Extract to read:
So what are you paying for and why is it so important?

Conveyancing is the legal act of transferring the right of ownership - the title to the property - from one person to another. As such, the solicitor acting for the buyer will check that the property really does belong to the person who is selling it; that there are no disputes outstanding on it; and that any covenants attached to it are not unduly restrictive. If, for example, the seller insists the new owner cannot sub-let rooms, the buyer's solicitor can demand this covenant be removed.

There was a vogue in the Seventies and Eighties for some brave souls to handle their own conveyancing. At that time, it could save a buyer a substantial amount of money - conveyancing fees then were set to a fixed scale, 1 per cent of the value of the property. Since deregulation, however, fees have plummeted and now average around 0.2 per cent of the value of a property - or something like pounds 300, say, for a pounds 150,000 house.

Any surviving benefit in going it alone is now almost entirely mitigated by the lending bank, which will employ its own solicitor to double check your work and then pass on the cost to you. Of that pounds 300, you may be able to save pounds 90, if you are lucky. Considering the work involved, you have to ask yourself whether it's worth it.

And make no mistake, a good job will require dedicated evenings swotting up. If you remain determined, the bible of the DIY fraternity is Michael Joseph's The Conveyancing Fraud. It's well worth a read even if you have every intention of hiring a professional to do the work; it will leave you far better placed to ask your solicitor pertinent and relevant questions.

What is required: Please copy the conveyancing text starting at "Any surviving benefit" and ending at "it's worth it.", swapping "lending bank" for "mortgage lender".

Provided material:
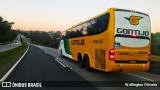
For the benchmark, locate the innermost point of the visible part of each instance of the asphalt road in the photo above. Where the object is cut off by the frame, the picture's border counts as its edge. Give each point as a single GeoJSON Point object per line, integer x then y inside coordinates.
{"type": "Point", "coordinates": [15, 44]}
{"type": "Point", "coordinates": [40, 64]}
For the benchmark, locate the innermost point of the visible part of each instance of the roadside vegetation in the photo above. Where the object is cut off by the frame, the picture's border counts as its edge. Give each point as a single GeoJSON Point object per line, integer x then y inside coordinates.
{"type": "Point", "coordinates": [7, 42]}
{"type": "Point", "coordinates": [12, 55]}
{"type": "Point", "coordinates": [6, 32]}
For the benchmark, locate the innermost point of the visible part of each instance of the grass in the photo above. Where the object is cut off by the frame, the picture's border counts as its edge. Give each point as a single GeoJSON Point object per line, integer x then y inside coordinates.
{"type": "Point", "coordinates": [11, 55]}
{"type": "Point", "coordinates": [4, 43]}
{"type": "Point", "coordinates": [155, 58]}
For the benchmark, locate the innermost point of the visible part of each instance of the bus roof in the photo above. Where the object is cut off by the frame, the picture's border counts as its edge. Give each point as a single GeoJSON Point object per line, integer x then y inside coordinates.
{"type": "Point", "coordinates": [113, 8]}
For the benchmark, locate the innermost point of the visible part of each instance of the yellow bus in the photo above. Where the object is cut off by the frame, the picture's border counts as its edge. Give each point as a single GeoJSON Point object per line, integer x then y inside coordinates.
{"type": "Point", "coordinates": [117, 40]}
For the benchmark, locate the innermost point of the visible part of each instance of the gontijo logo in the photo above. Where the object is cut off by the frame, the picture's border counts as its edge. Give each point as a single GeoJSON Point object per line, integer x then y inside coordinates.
{"type": "Point", "coordinates": [134, 20]}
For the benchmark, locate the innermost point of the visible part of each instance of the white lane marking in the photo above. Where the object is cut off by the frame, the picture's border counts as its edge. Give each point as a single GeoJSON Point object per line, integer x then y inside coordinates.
{"type": "Point", "coordinates": [13, 67]}
{"type": "Point", "coordinates": [60, 63]}
{"type": "Point", "coordinates": [142, 77]}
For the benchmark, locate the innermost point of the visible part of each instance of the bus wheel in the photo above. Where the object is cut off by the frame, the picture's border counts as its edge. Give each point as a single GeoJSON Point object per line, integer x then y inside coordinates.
{"type": "Point", "coordinates": [87, 64]}
{"type": "Point", "coordinates": [80, 61]}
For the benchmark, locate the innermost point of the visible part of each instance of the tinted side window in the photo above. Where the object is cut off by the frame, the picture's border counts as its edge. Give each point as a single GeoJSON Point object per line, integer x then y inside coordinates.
{"type": "Point", "coordinates": [92, 27]}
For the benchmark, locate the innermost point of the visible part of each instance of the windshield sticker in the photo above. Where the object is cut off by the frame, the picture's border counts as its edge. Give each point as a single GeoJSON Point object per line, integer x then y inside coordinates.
{"type": "Point", "coordinates": [117, 45]}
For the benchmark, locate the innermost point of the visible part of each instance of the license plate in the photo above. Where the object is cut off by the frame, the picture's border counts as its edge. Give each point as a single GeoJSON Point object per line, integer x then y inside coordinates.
{"type": "Point", "coordinates": [132, 61]}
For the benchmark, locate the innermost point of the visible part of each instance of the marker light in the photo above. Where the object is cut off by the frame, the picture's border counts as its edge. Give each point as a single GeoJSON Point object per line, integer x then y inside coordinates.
{"type": "Point", "coordinates": [111, 54]}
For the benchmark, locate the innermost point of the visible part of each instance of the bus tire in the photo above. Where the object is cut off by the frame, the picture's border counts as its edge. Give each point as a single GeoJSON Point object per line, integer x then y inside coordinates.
{"type": "Point", "coordinates": [80, 61]}
{"type": "Point", "coordinates": [62, 54]}
{"type": "Point", "coordinates": [87, 64]}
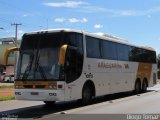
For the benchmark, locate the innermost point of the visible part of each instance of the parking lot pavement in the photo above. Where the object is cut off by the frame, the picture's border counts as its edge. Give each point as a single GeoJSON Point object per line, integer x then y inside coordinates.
{"type": "Point", "coordinates": [6, 84]}
{"type": "Point", "coordinates": [155, 87]}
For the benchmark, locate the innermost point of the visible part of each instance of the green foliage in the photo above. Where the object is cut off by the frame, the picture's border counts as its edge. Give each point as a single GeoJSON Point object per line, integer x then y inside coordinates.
{"type": "Point", "coordinates": [4, 98]}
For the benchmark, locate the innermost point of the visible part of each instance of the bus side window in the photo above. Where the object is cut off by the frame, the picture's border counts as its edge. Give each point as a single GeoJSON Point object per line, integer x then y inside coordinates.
{"type": "Point", "coordinates": [74, 57]}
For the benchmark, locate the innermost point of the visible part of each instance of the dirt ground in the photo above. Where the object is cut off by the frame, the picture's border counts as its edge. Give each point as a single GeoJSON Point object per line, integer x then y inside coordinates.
{"type": "Point", "coordinates": [9, 91]}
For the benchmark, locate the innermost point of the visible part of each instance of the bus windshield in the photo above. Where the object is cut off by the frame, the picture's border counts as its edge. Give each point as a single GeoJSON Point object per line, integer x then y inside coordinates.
{"type": "Point", "coordinates": [39, 55]}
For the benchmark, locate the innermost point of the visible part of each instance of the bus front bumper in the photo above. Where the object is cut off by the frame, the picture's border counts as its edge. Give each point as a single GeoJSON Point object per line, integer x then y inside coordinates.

Completed exercise:
Any surviving benefit in going it alone is now almost entirely mitigated by the mortgage lender, which will employ its own solicitor to double check your work and then pass on the cost to you. Of that pounds 300, you may be able to save pounds 90, if you are lucky. Considering the work involved, you have to ask yourself whether it's worth it.